*** PROVIDED DATA ***

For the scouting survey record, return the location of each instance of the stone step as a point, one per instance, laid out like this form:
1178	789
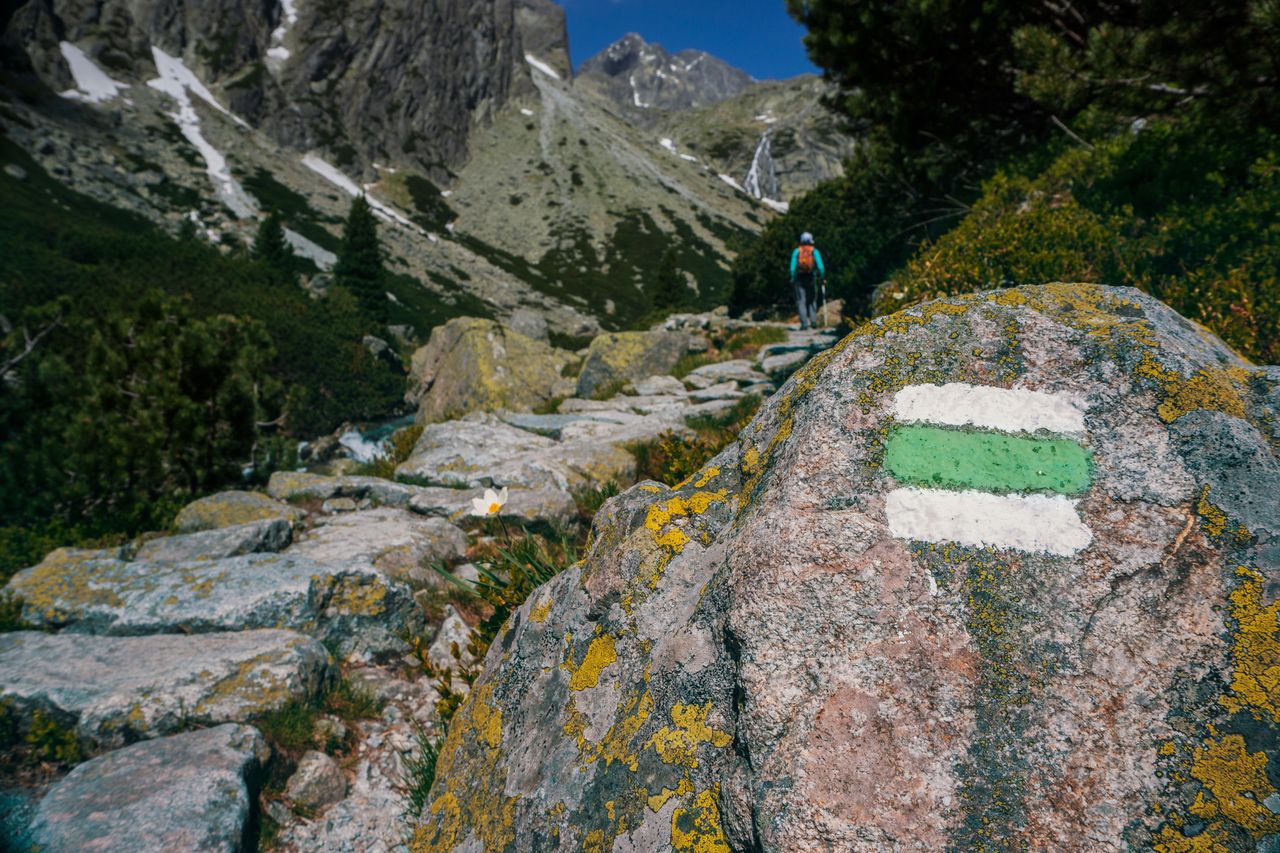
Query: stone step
112	690
190	792
352	606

*** End of PROVIDED DATA ***

• TASK:
Reproduce each line above precisely, with no pictures.

• RESPONSE:
For the scouting survey record, return the location of each instance of the stone step as a point, one per instance, laid out like this form:
1178	789
Query: stone step
112	690
190	792
352	606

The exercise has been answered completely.